PAGE EXTRACT:
════════

I did my part. I bought an M5 in October and a 5DlV this month. I'm trying to prop up these CIPA numbers, but I don't think I can do it by myself...


----------



## Mikehit (Dec 4, 2017)

brad-man said:


> I'm trying to prop up these CIPA numbers, but I don't think I can do it by myself...



That's the problem with people today....no sense of purpose. Where's your ambition, man???


----------



## Woody (Dec 5, 2017)

I also did my part. Got myself the M5 and 77D.

However, I am now hit by LCS (Last Camera Syndrome). So, it's unlikely I'll be making another camera purchase in the next 5 years. In fact, I'll be all set once I get myself the EF-S 35 mm macro and EF-M 18-150 mm lenses, so I won't be purchasing photographic gear for a long time.

Ooooops


----------



## jolyonralph (Dec 5, 2017)

I did more than my part, I bought the M5 AND the M6!

I was intending to keep the M6 and sell the M5, but I have decided I like them both too much!

Still have my M3 too, but that's another story.


----------



## slclick (Dec 5, 2017)

I bought Canon and sold Olympus, double plus good!


----------



## Dylan777 (Dec 5, 2017)

"Mirrorless has seen a good increase year-over-year"

That where my money went last 2-3yrs ;D


----------



## tmroper (Dec 5, 2017)

This report doesn't break things out by camera, so how do we know that the EOS M is reposnible for a "big chunk" of mirrorless sales? I only ask because I get the feeling that when people write about mirrorless taking over, etc, they mean Sony and Fuji, not Canon. But if the EOS M is responsible for a lot of it, that would mean Canon's already in the mirrorless market in a big way (contrary to complaints that they're already behind).


----------



## Mt Spokane Photography (Dec 5, 2017)

════════

DATA SECTION:
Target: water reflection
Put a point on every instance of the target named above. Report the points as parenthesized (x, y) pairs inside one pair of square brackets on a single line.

════════

EXERCISES:
(1) Summarize the camera forum thread in two sentences.
(2) In the camera forum thread, change "Last Camera Syndrome" to "Final Camera Syndrome" in the passage from "However, I am" up to and including "jolyonralph (Dec 5, 2017)", and write out the changed passage.
The material comes from a separate source.

SOLUTION LIST:
(1) Several forum users say they did their part to prop up CIPA numbers by buying cameras such as the M5, M6, and 77D, and one says mirrorless is where his money went over the last two to three years. Another user asks how anyone knows the EOS M accounts for a big chunk of mirrorless sales, since the report doesn't break things out by camera.

(2)
However, I am now hit by LCS (Final Camera Syndrome). So, it's unlikely I'll be making another camera purchase in the next 5 years. In fact, I'll be all set once I get myself the EF-S 35 mm macro and EF-M 18-150 mm lenses, so I won't be purchasing photographic gear for a long time.

Ooooops


----------



## jolyonralph (Dec 5, 2017)